[BEGIN Material provided]
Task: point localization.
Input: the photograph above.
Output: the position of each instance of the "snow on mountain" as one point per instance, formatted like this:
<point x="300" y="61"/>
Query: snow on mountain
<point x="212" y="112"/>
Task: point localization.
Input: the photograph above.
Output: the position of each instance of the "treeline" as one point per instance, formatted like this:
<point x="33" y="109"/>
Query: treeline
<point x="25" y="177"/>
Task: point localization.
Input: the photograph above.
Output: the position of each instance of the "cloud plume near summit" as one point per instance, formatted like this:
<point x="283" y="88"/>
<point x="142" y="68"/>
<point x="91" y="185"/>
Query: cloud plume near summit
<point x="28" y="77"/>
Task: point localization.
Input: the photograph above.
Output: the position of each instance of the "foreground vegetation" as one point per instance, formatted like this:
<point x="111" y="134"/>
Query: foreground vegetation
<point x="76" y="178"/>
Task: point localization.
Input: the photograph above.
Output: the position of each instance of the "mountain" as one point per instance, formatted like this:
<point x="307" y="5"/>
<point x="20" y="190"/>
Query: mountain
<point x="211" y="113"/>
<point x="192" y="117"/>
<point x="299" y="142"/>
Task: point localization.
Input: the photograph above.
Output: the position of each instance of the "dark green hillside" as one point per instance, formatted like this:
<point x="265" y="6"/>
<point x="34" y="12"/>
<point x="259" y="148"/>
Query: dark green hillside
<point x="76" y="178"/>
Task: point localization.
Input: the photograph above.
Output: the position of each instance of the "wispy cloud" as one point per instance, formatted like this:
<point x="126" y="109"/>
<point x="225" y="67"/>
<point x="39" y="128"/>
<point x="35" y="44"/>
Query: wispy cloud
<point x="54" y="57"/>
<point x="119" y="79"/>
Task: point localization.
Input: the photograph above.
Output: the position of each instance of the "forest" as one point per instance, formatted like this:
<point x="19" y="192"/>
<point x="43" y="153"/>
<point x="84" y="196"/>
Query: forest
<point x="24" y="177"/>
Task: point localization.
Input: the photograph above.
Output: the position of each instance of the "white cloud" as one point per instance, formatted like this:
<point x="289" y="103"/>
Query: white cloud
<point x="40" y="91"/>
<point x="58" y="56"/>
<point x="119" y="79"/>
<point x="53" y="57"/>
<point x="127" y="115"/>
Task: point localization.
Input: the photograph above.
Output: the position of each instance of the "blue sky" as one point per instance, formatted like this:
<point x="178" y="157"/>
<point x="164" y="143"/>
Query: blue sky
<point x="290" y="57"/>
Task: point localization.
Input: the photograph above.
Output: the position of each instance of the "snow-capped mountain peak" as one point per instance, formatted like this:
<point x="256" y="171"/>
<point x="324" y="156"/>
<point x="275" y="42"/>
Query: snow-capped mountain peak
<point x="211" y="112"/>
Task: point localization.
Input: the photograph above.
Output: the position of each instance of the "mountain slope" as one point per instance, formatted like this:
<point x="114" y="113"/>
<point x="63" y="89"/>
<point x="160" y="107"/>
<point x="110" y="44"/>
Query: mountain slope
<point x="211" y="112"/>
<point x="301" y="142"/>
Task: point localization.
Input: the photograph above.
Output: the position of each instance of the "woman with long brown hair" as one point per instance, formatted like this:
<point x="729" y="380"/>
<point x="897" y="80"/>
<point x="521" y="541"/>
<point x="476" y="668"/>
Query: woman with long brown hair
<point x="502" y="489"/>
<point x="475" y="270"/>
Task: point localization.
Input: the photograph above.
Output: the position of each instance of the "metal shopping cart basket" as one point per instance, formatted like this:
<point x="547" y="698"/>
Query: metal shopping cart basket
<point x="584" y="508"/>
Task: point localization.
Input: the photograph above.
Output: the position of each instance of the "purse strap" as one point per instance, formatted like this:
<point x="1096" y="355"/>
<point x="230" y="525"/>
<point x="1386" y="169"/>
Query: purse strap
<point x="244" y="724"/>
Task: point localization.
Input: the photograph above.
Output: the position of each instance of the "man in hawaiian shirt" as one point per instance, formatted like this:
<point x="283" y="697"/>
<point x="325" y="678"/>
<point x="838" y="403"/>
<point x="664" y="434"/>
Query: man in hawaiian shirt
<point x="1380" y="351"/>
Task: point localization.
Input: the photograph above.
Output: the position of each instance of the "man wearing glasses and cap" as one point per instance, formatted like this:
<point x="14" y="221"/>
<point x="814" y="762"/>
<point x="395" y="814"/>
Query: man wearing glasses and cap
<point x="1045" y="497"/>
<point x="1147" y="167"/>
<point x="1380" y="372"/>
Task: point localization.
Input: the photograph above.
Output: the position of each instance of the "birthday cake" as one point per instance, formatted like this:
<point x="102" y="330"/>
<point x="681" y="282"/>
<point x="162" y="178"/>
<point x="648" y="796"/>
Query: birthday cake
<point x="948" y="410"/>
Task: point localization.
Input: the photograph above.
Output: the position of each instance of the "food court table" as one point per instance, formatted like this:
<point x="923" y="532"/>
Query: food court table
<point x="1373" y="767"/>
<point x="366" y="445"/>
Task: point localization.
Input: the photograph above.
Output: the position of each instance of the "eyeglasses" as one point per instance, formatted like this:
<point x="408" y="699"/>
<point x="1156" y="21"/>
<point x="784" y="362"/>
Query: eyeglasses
[END Material provided]
Set problem - How many lines of the listing above contain the word "plume"? Reply with the number alone.

Full response - 2